**Instructions**:
A – Reproduce the stretch of the 8MPX camera article from "8MPX automotive camera" through "the following link.".
B – In the 8MPX camera article, what was kept the same when the human vision chart was captured and processed with the 2mpx and 8mpx sensors? List every one.
C – According to the 8MPX camera article, how many more lines of the human vision chart can be read confidently at 8mpx than at 2mpx?

8MPX automotive camera system, Auto.AI 2022

Timofey Uvarov
Fourier Image Lab
Published in
6 min readJun 30, 2022

The presentation which I made at Detroit Auto.AI 2022

8Mpx camera system presentation.

If you have missed my presentation the PDF can be found under the following link.

The presentation was about 8 mpx automotive autonomous camera system with the focus on how to translate human vision based image quality metrics into image quality metrics and image quality metrics — into a trend of probabilities and costs of detection of various objects at different distances with cameras equipped with 8mpx and 2mpx image sensors. Also some architectural aspects of back-end/infra system design were addressed with correlation to the design of image pre-processing pipeline.

Image Quality and detection trends

The essence of the first part could be summarized in the slide below:

Translation of vision chart results into detection probabilities and cost of a human at distance

Human vision chart

On the left side of the slide above you can see the human vision chart captured with the same high resolution lens at the distance of 10 feet with 2mpx and 8mpx sensors and processed with same software ISP from onsemi. At 8mpx chart we can confidently read 3 more lines than on the 2mpx chart.

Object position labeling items
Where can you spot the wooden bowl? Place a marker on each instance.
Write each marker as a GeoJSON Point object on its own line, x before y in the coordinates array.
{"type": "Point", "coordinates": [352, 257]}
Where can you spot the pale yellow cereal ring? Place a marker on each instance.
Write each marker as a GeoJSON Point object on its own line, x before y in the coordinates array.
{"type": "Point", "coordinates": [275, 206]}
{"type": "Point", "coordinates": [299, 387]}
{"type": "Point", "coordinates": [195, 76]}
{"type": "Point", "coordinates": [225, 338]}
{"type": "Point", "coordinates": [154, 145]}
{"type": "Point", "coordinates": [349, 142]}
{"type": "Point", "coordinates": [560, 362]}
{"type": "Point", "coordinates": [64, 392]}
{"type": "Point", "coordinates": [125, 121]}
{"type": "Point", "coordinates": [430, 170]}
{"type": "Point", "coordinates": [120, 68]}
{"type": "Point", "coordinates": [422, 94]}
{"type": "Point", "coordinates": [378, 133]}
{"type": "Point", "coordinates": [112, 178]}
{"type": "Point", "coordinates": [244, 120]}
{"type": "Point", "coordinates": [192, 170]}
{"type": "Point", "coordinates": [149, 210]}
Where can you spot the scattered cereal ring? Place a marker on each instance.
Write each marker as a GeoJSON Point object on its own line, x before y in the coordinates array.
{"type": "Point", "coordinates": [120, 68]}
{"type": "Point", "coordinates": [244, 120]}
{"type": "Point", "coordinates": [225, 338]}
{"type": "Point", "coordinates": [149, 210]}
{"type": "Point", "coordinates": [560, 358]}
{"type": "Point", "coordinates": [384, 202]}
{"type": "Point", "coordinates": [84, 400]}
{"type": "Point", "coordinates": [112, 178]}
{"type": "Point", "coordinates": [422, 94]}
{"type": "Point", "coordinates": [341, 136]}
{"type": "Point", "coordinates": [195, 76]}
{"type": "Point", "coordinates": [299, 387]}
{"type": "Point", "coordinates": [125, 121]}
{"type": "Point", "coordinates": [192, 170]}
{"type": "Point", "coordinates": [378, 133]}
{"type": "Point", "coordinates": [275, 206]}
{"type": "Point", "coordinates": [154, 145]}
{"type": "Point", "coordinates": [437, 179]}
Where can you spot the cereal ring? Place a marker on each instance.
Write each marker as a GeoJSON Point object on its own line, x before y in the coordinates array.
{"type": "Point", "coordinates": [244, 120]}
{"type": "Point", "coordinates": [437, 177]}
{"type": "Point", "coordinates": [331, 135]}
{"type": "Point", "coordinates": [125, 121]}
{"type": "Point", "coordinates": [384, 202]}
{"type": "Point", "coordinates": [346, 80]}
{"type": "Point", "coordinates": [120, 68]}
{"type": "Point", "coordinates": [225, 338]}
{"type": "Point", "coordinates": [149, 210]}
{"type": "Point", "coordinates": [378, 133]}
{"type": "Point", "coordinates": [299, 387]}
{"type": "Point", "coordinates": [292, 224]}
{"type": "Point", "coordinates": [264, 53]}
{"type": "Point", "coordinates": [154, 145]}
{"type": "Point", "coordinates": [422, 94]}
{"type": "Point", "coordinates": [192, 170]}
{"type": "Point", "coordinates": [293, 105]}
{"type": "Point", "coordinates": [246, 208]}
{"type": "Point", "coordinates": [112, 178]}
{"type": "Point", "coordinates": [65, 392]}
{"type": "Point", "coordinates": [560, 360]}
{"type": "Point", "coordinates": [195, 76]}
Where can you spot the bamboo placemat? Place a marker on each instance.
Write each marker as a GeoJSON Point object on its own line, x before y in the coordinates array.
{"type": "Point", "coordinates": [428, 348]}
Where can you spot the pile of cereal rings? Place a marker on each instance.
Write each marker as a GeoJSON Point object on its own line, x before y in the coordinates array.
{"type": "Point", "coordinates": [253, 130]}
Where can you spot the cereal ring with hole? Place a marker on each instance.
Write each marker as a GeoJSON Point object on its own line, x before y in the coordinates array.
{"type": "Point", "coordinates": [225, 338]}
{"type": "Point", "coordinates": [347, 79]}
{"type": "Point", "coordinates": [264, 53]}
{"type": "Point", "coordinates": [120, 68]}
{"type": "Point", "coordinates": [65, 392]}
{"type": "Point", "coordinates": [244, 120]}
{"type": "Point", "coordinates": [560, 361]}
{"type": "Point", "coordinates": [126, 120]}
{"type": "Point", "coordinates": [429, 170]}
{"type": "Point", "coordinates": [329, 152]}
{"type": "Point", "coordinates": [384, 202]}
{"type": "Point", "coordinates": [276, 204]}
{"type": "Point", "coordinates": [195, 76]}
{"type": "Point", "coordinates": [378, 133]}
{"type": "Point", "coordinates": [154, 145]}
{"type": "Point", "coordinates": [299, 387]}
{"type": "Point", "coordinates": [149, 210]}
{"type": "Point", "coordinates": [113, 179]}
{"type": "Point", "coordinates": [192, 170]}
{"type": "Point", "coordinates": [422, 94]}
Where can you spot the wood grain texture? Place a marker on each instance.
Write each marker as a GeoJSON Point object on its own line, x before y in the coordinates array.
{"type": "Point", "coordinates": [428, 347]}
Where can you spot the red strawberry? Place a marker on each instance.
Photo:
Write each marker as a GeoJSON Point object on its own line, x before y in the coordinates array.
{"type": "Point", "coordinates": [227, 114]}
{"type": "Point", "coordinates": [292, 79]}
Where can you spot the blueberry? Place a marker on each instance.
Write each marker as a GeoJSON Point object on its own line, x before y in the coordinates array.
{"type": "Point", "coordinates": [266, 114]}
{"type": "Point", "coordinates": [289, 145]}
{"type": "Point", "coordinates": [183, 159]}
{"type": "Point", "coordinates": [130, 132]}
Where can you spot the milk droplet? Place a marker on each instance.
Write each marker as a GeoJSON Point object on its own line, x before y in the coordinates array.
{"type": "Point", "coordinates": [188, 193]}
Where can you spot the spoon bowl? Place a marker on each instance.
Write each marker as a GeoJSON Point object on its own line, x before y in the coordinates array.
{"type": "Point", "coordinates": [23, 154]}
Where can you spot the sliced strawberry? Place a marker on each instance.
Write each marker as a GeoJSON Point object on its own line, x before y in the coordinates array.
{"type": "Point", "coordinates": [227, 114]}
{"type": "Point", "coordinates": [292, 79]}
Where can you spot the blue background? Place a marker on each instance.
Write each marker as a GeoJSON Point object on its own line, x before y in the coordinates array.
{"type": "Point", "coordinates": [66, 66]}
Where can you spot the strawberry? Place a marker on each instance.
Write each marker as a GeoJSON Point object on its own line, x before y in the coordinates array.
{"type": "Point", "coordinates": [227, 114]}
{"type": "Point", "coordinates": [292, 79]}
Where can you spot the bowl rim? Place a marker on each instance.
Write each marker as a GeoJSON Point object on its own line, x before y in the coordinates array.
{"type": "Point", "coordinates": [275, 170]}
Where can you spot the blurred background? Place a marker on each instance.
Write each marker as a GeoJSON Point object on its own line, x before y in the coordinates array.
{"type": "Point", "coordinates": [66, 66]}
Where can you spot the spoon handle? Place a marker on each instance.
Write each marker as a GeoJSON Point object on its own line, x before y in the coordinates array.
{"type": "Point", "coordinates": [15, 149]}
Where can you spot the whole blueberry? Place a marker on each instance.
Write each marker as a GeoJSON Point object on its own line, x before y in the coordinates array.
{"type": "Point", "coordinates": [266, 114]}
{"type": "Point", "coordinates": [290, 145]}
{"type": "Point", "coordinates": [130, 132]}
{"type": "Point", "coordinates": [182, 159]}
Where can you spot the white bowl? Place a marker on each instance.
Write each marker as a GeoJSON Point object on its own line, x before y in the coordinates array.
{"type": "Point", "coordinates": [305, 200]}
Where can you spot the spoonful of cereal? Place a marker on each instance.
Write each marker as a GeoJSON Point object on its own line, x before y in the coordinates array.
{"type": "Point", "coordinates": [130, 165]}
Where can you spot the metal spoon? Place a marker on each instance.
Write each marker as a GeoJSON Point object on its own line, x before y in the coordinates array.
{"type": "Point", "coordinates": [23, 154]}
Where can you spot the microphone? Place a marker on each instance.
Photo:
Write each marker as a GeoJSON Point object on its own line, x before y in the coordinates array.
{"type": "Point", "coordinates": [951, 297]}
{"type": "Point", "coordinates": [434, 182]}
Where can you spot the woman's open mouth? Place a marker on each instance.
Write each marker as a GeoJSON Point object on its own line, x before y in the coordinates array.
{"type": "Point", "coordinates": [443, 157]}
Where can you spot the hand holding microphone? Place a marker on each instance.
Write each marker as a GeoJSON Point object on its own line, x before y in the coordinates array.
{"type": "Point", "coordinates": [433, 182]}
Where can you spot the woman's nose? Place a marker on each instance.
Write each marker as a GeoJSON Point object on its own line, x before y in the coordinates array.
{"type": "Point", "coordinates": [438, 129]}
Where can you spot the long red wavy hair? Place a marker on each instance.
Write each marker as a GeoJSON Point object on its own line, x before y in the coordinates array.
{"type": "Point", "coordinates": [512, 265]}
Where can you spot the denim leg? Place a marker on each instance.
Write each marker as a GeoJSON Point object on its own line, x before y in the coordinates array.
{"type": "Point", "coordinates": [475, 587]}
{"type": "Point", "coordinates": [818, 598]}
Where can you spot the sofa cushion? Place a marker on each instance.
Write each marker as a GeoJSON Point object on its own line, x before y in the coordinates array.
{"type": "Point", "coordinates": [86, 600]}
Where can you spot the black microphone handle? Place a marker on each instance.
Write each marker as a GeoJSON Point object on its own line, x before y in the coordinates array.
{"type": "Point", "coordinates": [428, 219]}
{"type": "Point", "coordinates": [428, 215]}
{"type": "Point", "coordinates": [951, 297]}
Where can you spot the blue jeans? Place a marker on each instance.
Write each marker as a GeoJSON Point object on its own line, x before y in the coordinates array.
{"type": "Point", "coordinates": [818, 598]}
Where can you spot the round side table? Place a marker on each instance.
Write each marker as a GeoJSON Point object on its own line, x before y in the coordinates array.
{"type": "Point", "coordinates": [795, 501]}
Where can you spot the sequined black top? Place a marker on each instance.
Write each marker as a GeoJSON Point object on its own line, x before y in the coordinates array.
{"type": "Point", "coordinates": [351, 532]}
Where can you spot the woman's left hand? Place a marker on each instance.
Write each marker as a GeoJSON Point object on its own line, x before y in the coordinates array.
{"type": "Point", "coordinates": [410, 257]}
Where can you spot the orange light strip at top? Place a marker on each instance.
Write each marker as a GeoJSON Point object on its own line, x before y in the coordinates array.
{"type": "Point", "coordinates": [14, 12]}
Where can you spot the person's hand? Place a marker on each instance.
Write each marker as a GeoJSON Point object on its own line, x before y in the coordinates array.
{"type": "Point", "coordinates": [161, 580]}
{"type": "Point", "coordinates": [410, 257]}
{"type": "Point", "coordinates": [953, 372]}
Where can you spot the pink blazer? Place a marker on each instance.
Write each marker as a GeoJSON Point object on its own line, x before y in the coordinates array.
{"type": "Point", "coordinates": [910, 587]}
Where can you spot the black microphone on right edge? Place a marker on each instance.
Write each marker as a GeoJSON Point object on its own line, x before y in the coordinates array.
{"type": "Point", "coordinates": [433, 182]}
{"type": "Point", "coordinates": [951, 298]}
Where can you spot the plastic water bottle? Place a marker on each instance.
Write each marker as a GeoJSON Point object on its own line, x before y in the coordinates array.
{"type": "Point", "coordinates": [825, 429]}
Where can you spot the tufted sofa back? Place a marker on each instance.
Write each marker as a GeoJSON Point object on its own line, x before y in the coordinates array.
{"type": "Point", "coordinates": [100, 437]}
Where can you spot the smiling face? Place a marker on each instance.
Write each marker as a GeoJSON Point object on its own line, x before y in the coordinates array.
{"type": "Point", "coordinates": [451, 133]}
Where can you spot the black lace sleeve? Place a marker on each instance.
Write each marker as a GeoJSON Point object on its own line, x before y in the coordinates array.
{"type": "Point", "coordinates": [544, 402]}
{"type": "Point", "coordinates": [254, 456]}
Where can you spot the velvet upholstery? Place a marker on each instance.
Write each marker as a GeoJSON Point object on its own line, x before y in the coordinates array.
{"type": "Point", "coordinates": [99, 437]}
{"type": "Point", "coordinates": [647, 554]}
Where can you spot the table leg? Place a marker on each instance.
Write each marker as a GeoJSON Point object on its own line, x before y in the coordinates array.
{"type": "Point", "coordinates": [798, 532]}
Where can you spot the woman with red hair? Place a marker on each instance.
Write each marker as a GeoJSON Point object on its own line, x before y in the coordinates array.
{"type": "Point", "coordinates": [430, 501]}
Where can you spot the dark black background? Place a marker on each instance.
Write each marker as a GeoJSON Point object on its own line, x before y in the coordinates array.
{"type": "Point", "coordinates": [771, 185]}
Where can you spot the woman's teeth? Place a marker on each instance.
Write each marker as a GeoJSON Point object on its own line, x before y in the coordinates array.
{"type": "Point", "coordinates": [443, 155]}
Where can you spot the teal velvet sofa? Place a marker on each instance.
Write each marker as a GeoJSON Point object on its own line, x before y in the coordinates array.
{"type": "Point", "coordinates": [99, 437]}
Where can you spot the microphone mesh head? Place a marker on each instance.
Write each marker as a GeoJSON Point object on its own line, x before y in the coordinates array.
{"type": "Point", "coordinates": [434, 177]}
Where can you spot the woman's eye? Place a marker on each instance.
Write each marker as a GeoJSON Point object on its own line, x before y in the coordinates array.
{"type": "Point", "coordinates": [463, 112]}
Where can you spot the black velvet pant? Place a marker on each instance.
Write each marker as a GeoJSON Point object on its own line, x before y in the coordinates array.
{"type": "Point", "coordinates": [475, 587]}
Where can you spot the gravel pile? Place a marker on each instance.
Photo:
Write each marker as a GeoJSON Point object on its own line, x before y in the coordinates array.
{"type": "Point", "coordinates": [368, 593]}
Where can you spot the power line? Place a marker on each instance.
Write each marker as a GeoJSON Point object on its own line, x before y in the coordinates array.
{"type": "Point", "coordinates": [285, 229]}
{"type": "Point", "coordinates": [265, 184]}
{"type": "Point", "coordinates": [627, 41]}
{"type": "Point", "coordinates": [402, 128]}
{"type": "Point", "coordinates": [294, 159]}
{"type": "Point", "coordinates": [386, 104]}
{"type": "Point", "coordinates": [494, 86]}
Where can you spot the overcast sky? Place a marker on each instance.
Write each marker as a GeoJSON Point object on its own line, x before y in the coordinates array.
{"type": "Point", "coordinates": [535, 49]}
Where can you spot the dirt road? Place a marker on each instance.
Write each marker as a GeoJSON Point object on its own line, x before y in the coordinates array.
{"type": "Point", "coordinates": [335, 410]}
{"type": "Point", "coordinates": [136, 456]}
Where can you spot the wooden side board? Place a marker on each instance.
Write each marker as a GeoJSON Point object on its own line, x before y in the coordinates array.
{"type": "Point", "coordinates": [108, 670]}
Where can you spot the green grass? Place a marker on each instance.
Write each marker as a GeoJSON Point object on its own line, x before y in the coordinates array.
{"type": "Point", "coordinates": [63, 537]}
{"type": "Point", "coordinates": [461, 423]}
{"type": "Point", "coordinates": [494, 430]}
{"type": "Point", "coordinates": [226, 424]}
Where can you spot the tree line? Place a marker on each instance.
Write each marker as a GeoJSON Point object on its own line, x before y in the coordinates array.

**Replies**:
A –
8MPX automotive camera system, Auto.AI 2022

Timofey Uvarov
Fourier Image Lab
Published in
6 min readJun 30, 2022

The presentation which I made at Detroit Auto.AI 2022

8Mpx camera system presentation.

If you have missed my presentation the PDF can be found under the following link.

B –
- The same high resolution lens
- The same distance of 10 feet
- The same software ISP from onsemi for processing

C – Three more lines.